Каким тиражом, по словам отрывка, вышла повесть?

# Отрывок
..............................
Повесть небольшая — всего 140 страниц. Издали ее в Воронеже в начале 60-х годов, стандартным малым тиражом в 15 000 экземпляров. Интуиция мне подсказывала, что в книге должно быть именно то, что я ищу. Но на протяжении 130 страниц была только одна яркая готическая сцена. Главная героиня — увядающая женщина лет сорока, идет, повязанная белым платком по ночной улице. В этот момент ей в голову врезается летучая мышь — это событие, щелчок, переключающий повествование в русло тьмы. С того момента героиня понимает, что теперь ей надо носить платок черного цвета и отдаться тьме. В
Погружение во тьму происходит резко и шокирующе. В ходе страшного ритуала ей достается знак, сообщающий о том, что вслед за закопанной в землю книгой, в землю должна уйти и она. Ее кладут в свежевыструганный гроб, но, опасаясь внимания со стороны колхозников, откладывают ритуал до более естественного времени — ночи. Крышка гроба забивается гвоздями и с этого момента жертва начинает свой путь в ритуал вечной ночи. Образ летучей мыши здесь не случаен, еще по ряду текстов мы знаем, что именно от Воронежа и дальше на юг распространяется сеть страхов порождаемых вампирами.
Впрочем, главный герой все же к вечеру успевает ворваться в избу главного злодея в поисках своей бывшей запретной возлюбленной. Спустившись в подвал, он находит заколоченный гроб, который открывает традиционным символом смерти — обломком ржавой косы. Героиня повести оказывается жива, но ритуал уже возымел свое действие. Ее волосы стали совершенно седыми, а «руки она изгрызла до костей».
..............................
# Исходные данные
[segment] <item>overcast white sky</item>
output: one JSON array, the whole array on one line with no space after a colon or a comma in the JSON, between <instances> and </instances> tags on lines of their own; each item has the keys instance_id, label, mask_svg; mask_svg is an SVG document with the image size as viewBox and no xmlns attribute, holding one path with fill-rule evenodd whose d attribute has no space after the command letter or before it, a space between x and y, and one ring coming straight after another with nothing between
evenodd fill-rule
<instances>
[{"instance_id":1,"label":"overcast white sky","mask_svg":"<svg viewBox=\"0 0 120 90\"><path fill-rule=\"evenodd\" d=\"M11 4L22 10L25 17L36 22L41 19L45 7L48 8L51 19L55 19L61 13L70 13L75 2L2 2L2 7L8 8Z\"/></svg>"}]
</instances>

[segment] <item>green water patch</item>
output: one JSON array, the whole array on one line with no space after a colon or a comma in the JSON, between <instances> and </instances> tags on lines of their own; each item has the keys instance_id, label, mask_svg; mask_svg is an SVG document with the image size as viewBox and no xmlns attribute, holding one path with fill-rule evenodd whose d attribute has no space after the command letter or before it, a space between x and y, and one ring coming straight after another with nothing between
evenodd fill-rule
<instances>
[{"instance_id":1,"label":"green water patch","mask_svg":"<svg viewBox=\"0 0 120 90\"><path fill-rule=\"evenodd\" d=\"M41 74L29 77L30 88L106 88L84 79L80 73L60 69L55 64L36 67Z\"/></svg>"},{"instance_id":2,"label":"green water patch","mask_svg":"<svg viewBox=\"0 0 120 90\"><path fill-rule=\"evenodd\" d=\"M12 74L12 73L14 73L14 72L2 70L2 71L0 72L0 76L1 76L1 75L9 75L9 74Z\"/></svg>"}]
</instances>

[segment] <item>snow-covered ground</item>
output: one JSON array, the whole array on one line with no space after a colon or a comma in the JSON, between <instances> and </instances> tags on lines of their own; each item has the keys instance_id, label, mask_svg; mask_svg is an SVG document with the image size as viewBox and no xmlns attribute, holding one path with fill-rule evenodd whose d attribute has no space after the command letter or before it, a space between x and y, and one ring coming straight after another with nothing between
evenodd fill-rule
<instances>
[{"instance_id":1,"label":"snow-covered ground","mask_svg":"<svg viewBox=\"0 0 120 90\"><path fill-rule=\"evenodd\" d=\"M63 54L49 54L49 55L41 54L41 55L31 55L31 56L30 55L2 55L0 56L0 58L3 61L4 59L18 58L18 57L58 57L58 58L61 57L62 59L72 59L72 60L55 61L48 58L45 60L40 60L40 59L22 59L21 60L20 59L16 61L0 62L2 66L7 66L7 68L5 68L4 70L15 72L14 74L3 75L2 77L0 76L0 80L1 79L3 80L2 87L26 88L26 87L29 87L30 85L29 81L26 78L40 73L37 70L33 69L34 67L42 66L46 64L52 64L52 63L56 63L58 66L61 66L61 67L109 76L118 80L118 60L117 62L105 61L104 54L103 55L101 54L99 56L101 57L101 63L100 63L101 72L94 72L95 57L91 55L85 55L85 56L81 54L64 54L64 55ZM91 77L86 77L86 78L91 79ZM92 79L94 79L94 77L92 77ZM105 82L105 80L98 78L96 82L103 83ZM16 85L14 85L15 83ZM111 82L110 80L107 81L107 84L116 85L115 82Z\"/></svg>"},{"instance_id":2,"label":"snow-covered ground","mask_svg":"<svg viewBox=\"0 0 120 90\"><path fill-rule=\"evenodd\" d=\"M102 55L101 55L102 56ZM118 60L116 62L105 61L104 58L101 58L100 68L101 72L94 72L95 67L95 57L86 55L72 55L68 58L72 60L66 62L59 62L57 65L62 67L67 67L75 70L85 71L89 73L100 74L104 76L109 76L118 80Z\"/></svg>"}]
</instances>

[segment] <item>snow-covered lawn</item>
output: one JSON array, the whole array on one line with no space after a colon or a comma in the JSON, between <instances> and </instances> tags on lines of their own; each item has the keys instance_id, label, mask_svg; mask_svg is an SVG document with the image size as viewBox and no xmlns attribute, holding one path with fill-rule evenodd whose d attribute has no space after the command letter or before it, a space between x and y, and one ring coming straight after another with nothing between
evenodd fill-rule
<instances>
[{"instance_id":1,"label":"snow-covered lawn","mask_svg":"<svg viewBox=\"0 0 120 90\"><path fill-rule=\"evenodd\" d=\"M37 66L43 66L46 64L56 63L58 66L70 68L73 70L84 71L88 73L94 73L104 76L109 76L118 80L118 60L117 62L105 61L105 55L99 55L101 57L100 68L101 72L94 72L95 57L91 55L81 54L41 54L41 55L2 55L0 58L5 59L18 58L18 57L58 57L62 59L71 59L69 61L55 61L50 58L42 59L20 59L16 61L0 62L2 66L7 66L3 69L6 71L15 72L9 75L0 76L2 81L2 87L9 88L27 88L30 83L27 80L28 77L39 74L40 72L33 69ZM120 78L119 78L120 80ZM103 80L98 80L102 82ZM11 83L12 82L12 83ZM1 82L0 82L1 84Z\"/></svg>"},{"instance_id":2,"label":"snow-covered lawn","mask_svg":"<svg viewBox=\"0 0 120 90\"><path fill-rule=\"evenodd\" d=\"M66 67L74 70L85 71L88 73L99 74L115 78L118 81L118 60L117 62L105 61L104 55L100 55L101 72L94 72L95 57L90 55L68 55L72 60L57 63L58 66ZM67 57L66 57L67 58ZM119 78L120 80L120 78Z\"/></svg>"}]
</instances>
..............................
# Решение задания
Стандартным малым тиражом в 15 000 экземпляров.